--- EXCERPTED TEXT Enclosed Below ---
Innovator Insights: Joshi Herrmann at The Mill
Fathm’s Innovator Insights series explores the bold steps taken by individuals and organisations seeking to increase value and improve quality in journalism, communications, and information sharing and identifies what we can learn from them.
In this edition we spoke to Joshi Herrmann, founder and publisher of The Mill, an amazing new local reporting project that provides in-depth reporting on Greater Manchester, and has recently launched sister publications in Sheffield and Liverpool. The Mill is funded by a growing community of “members” — of which I’m a proud member. As a Manc relocated to London, I find The Mill’s reporting offers a unique way to reconnect to my roots, and we think the approach and model is one that other publishers can learn a lot from. Thanks Joshi for sharing your insights!
Q. Why did you set up The Mill? What problem were you solving?
--- End of Enclosed EXCERPTED TEXT ---
--- STUDY MATERIAL Enclosed Below ---
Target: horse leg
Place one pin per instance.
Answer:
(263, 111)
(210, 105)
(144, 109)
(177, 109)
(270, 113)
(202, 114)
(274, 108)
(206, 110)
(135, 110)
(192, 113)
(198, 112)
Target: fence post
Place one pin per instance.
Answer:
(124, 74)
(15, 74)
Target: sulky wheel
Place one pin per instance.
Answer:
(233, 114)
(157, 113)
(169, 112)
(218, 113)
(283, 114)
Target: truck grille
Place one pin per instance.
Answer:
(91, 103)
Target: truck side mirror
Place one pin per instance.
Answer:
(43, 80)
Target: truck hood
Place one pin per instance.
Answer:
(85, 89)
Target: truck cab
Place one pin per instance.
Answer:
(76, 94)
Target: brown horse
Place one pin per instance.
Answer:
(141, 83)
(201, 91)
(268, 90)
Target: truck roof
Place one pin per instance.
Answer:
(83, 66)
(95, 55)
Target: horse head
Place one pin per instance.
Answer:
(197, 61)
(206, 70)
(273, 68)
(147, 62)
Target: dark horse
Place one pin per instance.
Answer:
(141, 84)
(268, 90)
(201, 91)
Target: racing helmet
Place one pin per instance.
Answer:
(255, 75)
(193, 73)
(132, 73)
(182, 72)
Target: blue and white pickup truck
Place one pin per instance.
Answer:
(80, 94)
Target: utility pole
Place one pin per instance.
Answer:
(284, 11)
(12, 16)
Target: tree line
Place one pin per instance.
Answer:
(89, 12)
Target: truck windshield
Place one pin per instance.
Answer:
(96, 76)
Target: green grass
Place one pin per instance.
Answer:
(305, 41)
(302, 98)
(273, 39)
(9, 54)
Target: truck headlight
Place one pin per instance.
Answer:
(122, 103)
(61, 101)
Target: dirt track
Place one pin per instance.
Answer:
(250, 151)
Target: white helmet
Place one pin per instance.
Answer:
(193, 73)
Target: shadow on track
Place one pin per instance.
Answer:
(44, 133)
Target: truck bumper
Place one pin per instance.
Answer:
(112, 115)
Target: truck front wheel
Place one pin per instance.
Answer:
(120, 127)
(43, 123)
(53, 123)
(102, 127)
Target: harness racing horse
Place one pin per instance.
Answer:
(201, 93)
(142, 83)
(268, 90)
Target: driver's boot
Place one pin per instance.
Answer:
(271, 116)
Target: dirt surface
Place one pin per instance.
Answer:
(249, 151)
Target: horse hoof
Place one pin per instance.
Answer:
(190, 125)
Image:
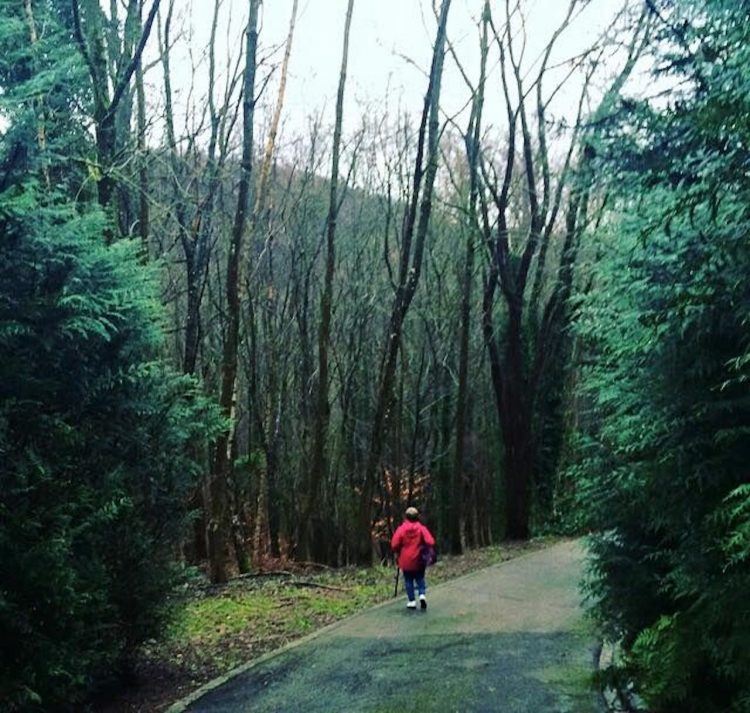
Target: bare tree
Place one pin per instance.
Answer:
(413, 238)
(219, 526)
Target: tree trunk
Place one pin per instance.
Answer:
(319, 463)
(220, 524)
(409, 272)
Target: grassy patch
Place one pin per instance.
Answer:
(215, 629)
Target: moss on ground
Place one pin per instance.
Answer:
(215, 629)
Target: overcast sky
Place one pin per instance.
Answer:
(390, 49)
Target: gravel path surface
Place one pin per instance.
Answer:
(507, 639)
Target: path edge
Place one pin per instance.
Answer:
(182, 704)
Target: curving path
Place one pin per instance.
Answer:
(506, 639)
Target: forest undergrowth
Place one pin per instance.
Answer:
(217, 628)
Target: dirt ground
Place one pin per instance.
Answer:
(167, 671)
(509, 639)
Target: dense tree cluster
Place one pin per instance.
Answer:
(530, 319)
(667, 349)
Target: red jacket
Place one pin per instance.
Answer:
(407, 541)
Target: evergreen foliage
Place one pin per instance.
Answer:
(94, 464)
(665, 465)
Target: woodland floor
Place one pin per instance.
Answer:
(217, 628)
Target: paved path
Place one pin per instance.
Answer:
(506, 639)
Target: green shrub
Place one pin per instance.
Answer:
(94, 468)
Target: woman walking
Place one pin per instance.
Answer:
(407, 542)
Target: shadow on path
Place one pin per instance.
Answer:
(507, 639)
--- End of Enclosed STUDY MATERIAL ---
INSTRUCTIONS.
• a. Answer these questions from the Innovator Insights text:
(i) Which organization runs the Innovator Insights series?
(ii) What roles does Joshi Herrmann hold at The Mill?
(iii) In which two cities has The Mill recently launched sister publications?
• b. Translate this sentence from the Innovator Insights text into Spanish: "The Mill is funded by a growing community of ‘members’ — of which I’m a proud member."

TASK RESULTS.
• a.
(i) Fathm
(ii) Founder and publisher
(iii) Sheffield and Liverpool

• b. The Mill se financia gracias a una creciente comunidad de «miembros», de la que me enorgullece formar parte.